What you are asked to do: Put every line of the listing below into a Markdown table with two columns, Row and Line. Number the rows and skip blank lines.

Supplied data:
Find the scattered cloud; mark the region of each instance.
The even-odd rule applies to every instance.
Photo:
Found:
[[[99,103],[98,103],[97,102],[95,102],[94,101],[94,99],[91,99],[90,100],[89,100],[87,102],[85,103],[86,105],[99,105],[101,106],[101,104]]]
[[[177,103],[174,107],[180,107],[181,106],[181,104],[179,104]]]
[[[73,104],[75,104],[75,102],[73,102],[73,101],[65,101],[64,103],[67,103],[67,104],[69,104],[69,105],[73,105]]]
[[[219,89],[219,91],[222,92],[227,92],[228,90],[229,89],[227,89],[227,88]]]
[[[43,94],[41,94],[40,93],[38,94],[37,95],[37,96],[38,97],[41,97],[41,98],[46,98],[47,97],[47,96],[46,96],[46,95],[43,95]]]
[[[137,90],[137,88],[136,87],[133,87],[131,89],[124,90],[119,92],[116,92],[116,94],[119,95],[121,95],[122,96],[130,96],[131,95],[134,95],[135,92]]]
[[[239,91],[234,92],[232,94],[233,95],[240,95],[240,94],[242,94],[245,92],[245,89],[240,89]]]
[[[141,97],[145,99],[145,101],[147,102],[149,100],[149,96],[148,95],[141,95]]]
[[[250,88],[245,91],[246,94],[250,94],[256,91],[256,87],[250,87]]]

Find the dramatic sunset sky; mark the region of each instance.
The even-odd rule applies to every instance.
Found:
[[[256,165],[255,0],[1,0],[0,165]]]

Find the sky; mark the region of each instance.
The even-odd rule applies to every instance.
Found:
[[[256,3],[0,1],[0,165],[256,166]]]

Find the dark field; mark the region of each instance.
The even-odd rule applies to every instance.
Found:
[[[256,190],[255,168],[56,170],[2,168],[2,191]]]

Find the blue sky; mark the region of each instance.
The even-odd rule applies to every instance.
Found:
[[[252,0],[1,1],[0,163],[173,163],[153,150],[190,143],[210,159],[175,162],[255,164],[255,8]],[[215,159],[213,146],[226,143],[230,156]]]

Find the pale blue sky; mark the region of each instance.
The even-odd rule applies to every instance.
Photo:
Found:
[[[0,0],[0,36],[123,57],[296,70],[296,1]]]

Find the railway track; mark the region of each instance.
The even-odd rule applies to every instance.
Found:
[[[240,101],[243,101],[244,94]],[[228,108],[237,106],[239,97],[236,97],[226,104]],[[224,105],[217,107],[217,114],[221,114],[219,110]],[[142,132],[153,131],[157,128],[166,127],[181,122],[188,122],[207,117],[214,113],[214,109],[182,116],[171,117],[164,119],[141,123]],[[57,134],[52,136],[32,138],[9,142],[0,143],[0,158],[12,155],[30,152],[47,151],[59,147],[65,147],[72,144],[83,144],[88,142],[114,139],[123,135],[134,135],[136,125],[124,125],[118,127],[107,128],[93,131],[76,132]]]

Result:
| Row | Line |
|---|---|
| 1 | Find the scattered cloud; mark the region of each instance. |
| 2 | The even-odd rule applies to every instance. |
| 3 | Photo: |
| 4 | Found: |
| 5 | [[[99,103],[98,103],[97,102],[95,102],[94,101],[94,99],[91,99],[90,100],[89,100],[87,102],[85,103],[86,105],[99,105],[101,106],[101,104]]] |
| 6 | [[[177,103],[174,107],[180,107],[181,106],[181,104],[179,104]]] |
| 7 | [[[73,104],[75,104],[75,102],[73,102],[73,101],[65,101],[64,103],[67,103],[67,104],[69,104],[69,105],[73,105]]] |
| 8 | [[[219,89],[219,91],[222,92],[227,92],[228,90],[229,89],[227,89],[227,88]]] |
| 9 | [[[43,94],[41,94],[40,93],[38,94],[37,95],[37,96],[38,97],[41,97],[41,98],[46,98],[47,97],[47,96],[46,96],[46,95],[43,95]]] |
| 10 | [[[137,90],[137,88],[136,87],[133,87],[131,89],[124,90],[119,92],[116,92],[116,94],[119,95],[121,95],[122,96],[130,96],[131,95],[134,95],[135,92]]] |
| 11 | [[[239,91],[234,92],[232,94],[233,95],[240,95],[240,94],[242,94],[245,92],[245,89],[240,89]]] |
| 12 | [[[141,97],[145,99],[145,101],[147,102],[149,100],[149,96],[148,95],[141,95]]] |
| 13 | [[[250,88],[245,91],[246,94],[250,94],[256,91],[256,87],[250,87]]] |
| 14 | Find the dramatic sunset sky; mark the region of each instance. |
| 15 | The even-odd rule applies to every instance. |
| 16 | Found: |
| 17 | [[[256,165],[255,0],[1,0],[0,165]]] |
| 18 | Find the sky; mark the region of each instance. |
| 19 | The even-odd rule applies to every instance. |
| 20 | Found: |
| 21 | [[[256,3],[0,1],[0,165],[256,166]]] |
| 22 | Find the dark field; mark the region of each instance. |
| 23 | The even-odd rule applies to every instance. |
| 24 | Found: |
| 25 | [[[256,190],[255,168],[56,170],[2,168],[2,191]]] |
| 26 | Find the blue sky; mark the region of each instance. |
| 27 | The even-odd rule applies to every instance. |
| 28 | Found: |
| 29 | [[[252,0],[1,1],[0,163],[173,163],[153,150],[190,143],[210,159],[175,162],[255,164],[255,8]],[[215,159],[213,146],[226,143],[230,156]]] |
| 30 | Find the pale blue sky; mark the region of each instance. |
| 31 | The even-odd rule applies to every instance. |
| 32 | Photo: |
| 33 | Found: |
| 34 | [[[0,0],[0,36],[123,57],[296,70],[296,1]]] |
| 35 | Find the railway track; mark the region of each instance. |
| 36 | The even-odd rule applies to every instance. |
| 37 | Found: |
| 38 | [[[240,101],[243,101],[244,94]],[[228,108],[237,106],[239,97],[236,97],[226,104]],[[224,105],[217,107],[217,114],[221,114],[219,110]],[[142,132],[153,131],[157,128],[166,127],[181,122],[188,122],[207,117],[214,113],[214,109],[182,116],[171,117],[164,119],[141,123]],[[57,134],[52,136],[32,138],[9,142],[0,143],[0,158],[12,155],[30,152],[47,151],[59,147],[65,147],[72,144],[83,144],[88,142],[114,139],[123,135],[134,135],[136,125],[124,125],[118,127],[107,128],[93,131],[76,132]]] |